▸ **OBJECTIVE**:
How many lines of the material below contain the string "person"? Reply with the number alone.

%%

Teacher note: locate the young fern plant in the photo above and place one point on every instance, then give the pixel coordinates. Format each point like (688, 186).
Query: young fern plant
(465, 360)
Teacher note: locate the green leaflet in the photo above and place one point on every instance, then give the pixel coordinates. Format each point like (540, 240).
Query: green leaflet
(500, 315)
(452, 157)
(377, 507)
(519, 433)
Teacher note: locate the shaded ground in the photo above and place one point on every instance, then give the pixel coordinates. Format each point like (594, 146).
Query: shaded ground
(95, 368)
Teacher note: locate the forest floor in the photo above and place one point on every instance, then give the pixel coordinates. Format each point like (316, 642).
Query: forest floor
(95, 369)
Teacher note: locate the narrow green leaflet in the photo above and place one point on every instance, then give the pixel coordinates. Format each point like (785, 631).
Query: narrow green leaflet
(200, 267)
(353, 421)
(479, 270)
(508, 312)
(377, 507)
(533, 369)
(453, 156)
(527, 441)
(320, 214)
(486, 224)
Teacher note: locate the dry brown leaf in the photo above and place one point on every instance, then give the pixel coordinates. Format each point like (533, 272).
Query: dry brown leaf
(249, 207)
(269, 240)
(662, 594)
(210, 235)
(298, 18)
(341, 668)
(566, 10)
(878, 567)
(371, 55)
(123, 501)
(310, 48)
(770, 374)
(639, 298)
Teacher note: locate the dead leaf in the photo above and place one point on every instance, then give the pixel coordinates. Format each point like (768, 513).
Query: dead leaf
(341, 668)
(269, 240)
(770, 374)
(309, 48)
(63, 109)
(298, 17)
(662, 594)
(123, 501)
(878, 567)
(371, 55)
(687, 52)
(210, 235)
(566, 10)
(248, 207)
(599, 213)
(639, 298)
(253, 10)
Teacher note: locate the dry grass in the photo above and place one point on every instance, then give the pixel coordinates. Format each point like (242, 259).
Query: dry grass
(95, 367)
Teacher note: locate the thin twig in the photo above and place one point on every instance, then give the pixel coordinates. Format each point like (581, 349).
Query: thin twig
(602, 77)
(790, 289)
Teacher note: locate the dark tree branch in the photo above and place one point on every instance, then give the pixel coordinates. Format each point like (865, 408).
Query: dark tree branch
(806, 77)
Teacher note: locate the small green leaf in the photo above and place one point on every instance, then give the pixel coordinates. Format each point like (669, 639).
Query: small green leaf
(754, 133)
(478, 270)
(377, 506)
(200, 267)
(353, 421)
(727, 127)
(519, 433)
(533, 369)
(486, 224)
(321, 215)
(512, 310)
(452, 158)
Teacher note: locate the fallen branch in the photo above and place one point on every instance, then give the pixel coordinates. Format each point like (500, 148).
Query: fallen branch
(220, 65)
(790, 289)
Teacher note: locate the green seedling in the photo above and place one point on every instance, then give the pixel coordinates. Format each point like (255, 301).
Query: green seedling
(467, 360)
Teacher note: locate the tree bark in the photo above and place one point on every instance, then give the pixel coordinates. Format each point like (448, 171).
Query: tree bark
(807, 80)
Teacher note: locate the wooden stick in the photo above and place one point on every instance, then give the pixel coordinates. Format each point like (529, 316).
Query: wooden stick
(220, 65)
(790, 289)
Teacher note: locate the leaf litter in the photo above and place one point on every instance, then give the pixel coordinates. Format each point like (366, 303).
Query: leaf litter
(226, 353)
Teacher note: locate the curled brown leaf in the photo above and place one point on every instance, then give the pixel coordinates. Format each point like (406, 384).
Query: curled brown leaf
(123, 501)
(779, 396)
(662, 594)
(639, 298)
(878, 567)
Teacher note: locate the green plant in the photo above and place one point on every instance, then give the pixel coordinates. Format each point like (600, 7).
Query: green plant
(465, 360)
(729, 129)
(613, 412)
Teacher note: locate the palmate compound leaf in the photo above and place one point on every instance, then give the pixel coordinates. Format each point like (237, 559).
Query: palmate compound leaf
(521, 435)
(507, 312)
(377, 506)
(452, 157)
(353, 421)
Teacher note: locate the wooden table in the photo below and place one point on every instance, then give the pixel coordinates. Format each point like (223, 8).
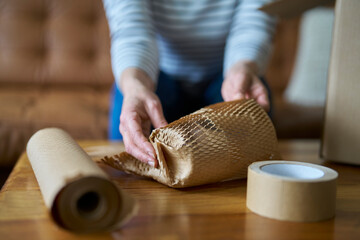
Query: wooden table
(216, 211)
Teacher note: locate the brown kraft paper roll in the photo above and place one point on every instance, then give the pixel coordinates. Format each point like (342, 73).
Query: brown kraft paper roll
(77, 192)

%%
%%

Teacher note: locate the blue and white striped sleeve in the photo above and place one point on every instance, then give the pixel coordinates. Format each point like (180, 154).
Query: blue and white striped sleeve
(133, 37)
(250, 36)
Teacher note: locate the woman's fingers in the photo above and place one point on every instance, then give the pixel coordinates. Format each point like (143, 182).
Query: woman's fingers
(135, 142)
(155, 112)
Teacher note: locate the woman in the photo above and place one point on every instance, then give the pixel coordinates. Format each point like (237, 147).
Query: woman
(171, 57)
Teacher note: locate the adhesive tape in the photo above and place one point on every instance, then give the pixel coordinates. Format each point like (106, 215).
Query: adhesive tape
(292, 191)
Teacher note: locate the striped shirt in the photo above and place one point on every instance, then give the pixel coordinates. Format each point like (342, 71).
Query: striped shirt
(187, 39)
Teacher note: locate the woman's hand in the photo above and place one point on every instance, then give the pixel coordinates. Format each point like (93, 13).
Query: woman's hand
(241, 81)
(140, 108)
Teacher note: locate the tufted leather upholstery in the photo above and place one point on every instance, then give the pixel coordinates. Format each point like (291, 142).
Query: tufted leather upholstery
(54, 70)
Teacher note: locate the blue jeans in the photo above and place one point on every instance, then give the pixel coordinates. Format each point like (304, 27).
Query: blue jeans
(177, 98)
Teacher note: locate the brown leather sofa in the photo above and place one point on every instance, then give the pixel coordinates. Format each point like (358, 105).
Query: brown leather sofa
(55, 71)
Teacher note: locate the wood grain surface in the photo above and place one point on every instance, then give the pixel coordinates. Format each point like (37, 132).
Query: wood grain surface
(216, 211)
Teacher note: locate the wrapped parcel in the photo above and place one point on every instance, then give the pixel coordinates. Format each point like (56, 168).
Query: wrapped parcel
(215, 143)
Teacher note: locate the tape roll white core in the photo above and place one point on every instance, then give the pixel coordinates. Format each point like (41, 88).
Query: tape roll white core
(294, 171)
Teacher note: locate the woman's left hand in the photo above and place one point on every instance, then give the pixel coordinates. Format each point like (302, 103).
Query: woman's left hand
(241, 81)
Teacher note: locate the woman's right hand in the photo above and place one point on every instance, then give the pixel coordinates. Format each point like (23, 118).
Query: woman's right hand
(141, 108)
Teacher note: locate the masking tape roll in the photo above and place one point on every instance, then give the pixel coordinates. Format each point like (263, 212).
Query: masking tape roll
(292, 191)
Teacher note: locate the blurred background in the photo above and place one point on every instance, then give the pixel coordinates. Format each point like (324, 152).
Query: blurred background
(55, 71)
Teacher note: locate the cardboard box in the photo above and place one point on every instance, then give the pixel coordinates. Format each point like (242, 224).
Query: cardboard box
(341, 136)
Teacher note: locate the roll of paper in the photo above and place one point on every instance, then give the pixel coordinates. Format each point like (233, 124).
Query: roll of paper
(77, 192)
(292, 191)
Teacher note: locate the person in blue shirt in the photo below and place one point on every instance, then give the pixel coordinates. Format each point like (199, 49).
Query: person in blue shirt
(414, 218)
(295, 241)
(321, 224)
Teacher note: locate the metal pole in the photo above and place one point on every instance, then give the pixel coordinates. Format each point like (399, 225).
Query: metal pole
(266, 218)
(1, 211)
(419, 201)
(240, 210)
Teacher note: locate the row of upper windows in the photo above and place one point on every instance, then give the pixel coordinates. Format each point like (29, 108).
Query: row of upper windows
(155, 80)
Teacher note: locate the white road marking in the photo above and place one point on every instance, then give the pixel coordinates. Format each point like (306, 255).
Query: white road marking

%%
%%

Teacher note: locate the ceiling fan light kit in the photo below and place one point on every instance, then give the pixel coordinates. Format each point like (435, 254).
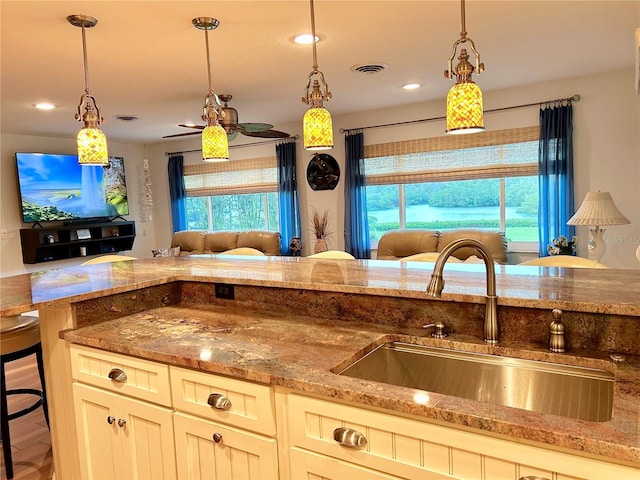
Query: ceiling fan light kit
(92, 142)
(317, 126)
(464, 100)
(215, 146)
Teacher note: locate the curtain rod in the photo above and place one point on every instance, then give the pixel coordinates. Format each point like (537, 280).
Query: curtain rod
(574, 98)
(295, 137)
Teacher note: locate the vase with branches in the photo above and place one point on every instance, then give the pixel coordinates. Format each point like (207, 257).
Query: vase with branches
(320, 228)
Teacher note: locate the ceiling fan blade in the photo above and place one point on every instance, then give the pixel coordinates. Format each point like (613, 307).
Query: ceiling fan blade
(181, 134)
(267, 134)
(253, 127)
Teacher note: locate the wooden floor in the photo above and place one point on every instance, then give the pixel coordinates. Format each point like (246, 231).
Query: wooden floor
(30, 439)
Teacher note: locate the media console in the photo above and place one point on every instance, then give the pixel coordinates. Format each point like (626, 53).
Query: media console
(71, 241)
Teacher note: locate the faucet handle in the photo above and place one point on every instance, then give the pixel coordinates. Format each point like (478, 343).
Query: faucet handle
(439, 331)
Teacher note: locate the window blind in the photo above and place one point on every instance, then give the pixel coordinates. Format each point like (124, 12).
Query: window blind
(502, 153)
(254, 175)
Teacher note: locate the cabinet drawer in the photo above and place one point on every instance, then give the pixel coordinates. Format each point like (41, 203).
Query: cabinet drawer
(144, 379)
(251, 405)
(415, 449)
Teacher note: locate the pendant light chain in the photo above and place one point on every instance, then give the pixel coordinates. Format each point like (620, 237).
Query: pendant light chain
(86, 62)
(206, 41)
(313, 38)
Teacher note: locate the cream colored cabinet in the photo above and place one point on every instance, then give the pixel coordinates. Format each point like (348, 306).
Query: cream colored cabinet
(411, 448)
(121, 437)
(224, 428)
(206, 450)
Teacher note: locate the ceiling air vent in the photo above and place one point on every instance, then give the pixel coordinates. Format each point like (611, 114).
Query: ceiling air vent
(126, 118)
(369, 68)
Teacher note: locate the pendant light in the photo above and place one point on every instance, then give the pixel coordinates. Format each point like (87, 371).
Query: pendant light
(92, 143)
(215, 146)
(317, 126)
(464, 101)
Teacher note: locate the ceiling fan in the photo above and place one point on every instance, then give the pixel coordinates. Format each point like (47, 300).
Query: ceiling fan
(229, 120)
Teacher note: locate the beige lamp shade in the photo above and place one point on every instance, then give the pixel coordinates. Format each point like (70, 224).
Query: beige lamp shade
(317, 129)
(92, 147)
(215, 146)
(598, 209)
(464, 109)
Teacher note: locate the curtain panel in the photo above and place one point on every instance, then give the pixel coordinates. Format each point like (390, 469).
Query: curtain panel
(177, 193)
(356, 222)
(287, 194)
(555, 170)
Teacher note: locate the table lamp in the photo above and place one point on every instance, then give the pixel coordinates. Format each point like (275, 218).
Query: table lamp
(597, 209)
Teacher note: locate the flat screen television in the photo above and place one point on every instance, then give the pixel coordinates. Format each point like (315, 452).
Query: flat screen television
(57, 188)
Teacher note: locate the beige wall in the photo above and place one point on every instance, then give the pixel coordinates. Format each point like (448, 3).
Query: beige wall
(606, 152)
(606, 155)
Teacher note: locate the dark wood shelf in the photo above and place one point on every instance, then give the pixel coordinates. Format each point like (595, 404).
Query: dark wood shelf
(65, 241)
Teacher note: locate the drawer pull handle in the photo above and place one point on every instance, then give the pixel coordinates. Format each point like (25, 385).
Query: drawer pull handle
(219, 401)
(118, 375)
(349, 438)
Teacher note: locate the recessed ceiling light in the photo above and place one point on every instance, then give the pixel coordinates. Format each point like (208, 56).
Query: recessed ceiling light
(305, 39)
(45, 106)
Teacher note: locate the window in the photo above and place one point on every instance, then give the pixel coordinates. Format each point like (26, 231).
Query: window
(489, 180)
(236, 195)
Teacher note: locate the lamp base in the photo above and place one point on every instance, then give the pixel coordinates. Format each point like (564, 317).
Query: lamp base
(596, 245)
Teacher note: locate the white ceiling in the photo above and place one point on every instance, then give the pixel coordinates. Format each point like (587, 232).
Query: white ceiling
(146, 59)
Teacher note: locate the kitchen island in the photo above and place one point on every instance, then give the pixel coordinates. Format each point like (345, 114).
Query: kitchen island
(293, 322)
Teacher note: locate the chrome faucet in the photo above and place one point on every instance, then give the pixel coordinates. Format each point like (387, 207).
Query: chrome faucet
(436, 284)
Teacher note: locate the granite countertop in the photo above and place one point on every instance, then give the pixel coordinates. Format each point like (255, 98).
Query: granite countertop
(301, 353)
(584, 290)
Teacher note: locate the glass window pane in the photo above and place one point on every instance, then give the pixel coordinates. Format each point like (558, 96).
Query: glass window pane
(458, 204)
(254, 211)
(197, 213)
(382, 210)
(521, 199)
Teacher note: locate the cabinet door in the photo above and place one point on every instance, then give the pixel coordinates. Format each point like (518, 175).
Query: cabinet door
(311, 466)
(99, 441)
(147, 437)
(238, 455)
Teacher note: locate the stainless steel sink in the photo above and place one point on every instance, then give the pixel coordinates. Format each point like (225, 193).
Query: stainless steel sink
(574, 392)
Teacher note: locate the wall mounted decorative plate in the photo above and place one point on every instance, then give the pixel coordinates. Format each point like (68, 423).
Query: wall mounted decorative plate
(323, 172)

%%

▸ **TASK RESULT**:
2